2) Muitos de seus trabalhos utilizam instrumentais para mensuração de impacto que também são frequentes nas obras de David Card, Joshua D. Angrist e Guido W. Imbens. Poderia dar um exemplo de estudo desenvolvido por você neste sentido?
Sergio Firpo: O Guido Imbens foi meu orientador no doutorado. Em minha tese, que é uma tese metodológica, eu olho para o efeito de tratamento ao longo da distribuição, o efeito tratamento quantílico. Eu estava pensando ali como você consegue identificar esses efeitos causais, mas ao longo da distribuição, e não os efeitos médios. Então ele tem um tremendo efeito e boa parte da minha produção teórica está relacionada a isso, à distribuição de efeitos do tratamento. Os meus trabalhos mais aplicados também se beneficiam de toda essa literatura, assim como a maior parte dos trabalhos empíricos em Microeconomia hoje. É difícil você ver um trabalho que não use diferenças-em-diferenças, o método de variáveis instrumentais ou uma regressão descontínua. Dos meus trabalhos aplicados, todos utilizaram de alguma forma esses métodos. É raro eu ter feito alguma coisa que não tenha usado algum desses métodos que eu descrevi. Tenho alguns outros trabalhos que não são diretamente ligados à produção deles, como a metodologia de controle sintético, uma metodologia relevante e também recente, que uso bastante nos meus trabalhos.

● ● ●

_Questão 1_: Quais métodos empíricos Sergio Firpo cita em sua resposta na entrevista?
_Questão 2_:
As afirmações a seguir estão de acordo com a entrevista? Responda sim ou não para cada uma e cite as palavras do texto que decidem.
(a) Guido Imbens orientou Sergio Firpo no doutorado.
(b) A tese de Sergio Firpo estuda os efeitos médios do tratamento.
(c) A metodologia de controle sintético é apresentada como antiga.
Responda usando somente o texto da página.

● ● ●

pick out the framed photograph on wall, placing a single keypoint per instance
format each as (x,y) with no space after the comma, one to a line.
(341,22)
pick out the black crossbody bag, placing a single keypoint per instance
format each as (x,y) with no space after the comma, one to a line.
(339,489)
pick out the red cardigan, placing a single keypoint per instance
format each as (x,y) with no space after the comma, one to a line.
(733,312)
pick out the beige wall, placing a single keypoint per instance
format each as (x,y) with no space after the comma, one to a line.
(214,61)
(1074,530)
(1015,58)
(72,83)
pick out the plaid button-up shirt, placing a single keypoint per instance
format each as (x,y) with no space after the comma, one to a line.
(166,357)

● ● ●

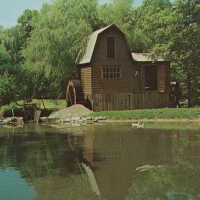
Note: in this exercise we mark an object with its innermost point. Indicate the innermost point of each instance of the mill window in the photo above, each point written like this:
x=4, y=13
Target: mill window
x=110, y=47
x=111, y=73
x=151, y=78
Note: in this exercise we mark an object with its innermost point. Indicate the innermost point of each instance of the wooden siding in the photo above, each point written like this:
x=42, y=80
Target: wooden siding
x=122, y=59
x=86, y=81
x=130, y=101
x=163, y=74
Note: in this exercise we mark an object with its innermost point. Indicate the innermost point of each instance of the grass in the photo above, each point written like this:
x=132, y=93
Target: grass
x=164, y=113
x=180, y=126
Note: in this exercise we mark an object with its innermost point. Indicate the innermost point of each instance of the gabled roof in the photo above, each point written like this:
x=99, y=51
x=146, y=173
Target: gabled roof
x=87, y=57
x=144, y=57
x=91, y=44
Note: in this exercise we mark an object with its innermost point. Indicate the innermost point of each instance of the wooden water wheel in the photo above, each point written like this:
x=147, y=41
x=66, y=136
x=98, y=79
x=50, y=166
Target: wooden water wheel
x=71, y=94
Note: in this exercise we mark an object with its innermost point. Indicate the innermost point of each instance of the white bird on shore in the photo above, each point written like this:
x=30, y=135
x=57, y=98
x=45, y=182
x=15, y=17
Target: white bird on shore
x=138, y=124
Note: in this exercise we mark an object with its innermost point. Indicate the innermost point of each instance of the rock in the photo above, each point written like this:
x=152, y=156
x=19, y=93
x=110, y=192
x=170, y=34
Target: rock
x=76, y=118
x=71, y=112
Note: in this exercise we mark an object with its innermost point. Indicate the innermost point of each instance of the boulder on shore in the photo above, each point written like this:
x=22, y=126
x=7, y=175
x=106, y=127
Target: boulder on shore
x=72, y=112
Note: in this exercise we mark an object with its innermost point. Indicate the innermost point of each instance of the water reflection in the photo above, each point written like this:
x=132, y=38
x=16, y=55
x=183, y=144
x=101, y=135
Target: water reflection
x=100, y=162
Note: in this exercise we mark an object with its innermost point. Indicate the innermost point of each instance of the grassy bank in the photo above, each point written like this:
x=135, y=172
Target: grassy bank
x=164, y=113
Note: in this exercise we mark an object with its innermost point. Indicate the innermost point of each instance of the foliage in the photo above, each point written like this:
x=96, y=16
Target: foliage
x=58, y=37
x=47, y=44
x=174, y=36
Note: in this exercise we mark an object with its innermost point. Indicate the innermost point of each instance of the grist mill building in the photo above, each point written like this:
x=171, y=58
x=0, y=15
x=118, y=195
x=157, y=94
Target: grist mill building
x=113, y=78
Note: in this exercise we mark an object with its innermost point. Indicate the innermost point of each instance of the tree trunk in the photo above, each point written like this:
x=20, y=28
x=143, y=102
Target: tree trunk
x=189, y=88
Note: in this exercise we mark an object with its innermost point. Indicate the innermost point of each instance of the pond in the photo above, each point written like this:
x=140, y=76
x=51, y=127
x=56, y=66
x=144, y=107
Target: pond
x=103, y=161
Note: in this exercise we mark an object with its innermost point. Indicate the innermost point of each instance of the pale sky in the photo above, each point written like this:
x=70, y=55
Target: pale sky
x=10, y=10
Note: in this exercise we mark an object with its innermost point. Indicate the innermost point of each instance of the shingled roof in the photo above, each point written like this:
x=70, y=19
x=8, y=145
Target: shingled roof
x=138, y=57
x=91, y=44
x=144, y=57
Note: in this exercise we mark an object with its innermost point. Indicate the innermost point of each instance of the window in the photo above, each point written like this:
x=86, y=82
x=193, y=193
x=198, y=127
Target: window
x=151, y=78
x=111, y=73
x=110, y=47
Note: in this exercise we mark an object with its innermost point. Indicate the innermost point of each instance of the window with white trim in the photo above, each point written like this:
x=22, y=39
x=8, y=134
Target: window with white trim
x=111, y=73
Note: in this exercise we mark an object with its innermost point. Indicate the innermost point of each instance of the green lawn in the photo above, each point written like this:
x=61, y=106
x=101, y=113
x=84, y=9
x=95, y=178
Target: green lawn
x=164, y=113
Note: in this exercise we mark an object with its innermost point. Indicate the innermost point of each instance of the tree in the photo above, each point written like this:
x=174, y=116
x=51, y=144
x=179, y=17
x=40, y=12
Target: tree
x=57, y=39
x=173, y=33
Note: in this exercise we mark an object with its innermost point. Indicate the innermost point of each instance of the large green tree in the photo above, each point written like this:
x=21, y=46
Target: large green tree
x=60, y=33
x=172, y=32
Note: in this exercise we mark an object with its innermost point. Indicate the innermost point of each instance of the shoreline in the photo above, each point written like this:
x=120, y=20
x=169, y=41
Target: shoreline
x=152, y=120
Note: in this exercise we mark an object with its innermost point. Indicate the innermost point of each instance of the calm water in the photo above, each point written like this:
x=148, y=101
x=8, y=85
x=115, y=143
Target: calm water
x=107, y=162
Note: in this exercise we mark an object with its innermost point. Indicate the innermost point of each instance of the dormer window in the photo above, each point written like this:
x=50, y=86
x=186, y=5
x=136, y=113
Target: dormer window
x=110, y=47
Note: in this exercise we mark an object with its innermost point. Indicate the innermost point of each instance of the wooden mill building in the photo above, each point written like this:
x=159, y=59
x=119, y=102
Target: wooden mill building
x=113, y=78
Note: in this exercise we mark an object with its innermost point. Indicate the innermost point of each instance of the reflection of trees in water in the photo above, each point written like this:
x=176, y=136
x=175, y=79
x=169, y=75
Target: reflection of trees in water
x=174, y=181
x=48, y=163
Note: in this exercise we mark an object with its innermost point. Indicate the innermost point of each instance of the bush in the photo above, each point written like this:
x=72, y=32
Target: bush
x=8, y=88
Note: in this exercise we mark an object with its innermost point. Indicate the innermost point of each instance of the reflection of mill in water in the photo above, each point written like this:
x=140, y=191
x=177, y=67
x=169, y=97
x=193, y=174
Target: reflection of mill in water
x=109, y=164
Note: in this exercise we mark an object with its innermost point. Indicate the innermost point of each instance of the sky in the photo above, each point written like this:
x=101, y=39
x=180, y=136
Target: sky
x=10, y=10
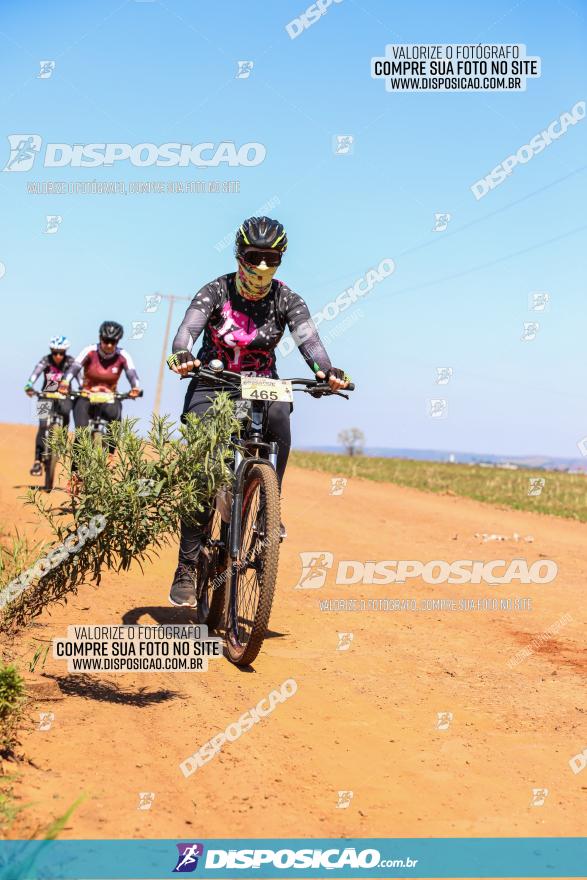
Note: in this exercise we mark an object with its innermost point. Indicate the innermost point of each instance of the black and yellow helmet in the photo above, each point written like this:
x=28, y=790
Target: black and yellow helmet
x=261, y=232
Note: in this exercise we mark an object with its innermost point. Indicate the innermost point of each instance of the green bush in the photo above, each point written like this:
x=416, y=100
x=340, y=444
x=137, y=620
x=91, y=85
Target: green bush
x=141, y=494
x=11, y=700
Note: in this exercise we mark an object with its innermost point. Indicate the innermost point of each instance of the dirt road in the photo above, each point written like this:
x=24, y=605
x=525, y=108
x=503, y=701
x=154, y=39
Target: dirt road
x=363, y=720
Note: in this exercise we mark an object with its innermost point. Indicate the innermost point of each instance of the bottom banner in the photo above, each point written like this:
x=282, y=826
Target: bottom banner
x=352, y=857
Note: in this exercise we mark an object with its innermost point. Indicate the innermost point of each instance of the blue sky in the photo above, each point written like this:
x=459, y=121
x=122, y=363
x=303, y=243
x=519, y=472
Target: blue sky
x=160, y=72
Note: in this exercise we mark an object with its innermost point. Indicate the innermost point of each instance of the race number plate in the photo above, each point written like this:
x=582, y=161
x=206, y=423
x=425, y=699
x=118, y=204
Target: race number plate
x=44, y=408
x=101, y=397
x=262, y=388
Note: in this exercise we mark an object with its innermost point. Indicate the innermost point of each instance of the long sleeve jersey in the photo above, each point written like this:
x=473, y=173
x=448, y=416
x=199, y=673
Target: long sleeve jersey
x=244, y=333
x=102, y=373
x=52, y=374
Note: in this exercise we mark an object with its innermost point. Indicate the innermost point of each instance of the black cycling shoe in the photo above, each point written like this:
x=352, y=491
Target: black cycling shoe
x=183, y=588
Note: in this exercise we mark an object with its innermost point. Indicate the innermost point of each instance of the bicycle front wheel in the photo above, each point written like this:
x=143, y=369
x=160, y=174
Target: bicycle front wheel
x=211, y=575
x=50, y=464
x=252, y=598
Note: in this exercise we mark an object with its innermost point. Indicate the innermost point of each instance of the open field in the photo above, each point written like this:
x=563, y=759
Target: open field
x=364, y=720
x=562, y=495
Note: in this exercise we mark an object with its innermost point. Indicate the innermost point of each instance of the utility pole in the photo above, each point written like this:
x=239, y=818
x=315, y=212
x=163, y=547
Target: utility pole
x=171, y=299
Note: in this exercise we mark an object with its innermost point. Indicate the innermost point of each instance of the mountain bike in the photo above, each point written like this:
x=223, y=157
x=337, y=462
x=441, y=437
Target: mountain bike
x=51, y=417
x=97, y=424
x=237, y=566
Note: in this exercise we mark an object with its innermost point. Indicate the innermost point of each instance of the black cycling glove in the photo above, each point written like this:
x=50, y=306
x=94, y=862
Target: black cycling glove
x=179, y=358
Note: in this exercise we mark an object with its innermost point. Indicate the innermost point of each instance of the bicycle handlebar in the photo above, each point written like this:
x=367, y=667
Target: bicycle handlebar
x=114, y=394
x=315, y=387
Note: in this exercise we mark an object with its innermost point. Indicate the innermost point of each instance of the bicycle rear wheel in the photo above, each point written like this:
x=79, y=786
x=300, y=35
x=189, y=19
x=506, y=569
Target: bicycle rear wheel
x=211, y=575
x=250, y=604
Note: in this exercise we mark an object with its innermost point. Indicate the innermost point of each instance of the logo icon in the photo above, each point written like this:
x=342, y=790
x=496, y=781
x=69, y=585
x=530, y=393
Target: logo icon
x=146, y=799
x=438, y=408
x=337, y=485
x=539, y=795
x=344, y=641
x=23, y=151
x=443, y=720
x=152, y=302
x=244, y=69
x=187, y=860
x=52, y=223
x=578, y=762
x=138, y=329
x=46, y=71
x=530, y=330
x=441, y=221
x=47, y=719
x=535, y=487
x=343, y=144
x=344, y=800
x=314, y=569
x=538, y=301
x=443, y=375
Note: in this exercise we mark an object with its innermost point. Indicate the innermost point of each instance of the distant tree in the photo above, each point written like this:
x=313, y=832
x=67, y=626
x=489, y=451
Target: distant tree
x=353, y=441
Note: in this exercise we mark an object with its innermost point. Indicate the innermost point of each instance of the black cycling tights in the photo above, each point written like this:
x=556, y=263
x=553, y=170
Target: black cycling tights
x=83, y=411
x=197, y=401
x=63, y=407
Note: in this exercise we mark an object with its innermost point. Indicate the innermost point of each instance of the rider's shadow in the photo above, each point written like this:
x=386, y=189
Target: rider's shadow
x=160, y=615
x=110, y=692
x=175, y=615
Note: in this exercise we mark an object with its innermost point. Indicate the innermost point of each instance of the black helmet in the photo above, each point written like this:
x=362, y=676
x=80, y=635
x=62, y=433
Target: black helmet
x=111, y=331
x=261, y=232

● ● ●

_Resposta escrita 1_:
- Diferenças-em-diferenças
- Método de variáveis instrumentais
- Regressão descontínua
- Metodologia de controle sintético

_Resposta escrita 2_:
(a) Sim: "O Guido Imbens foi meu orientador no doutorado."
(b) Não: "mas ao longo da distribuição, e não os efeitos médios."
(c) Não: "uma metodologia relevante e também recente"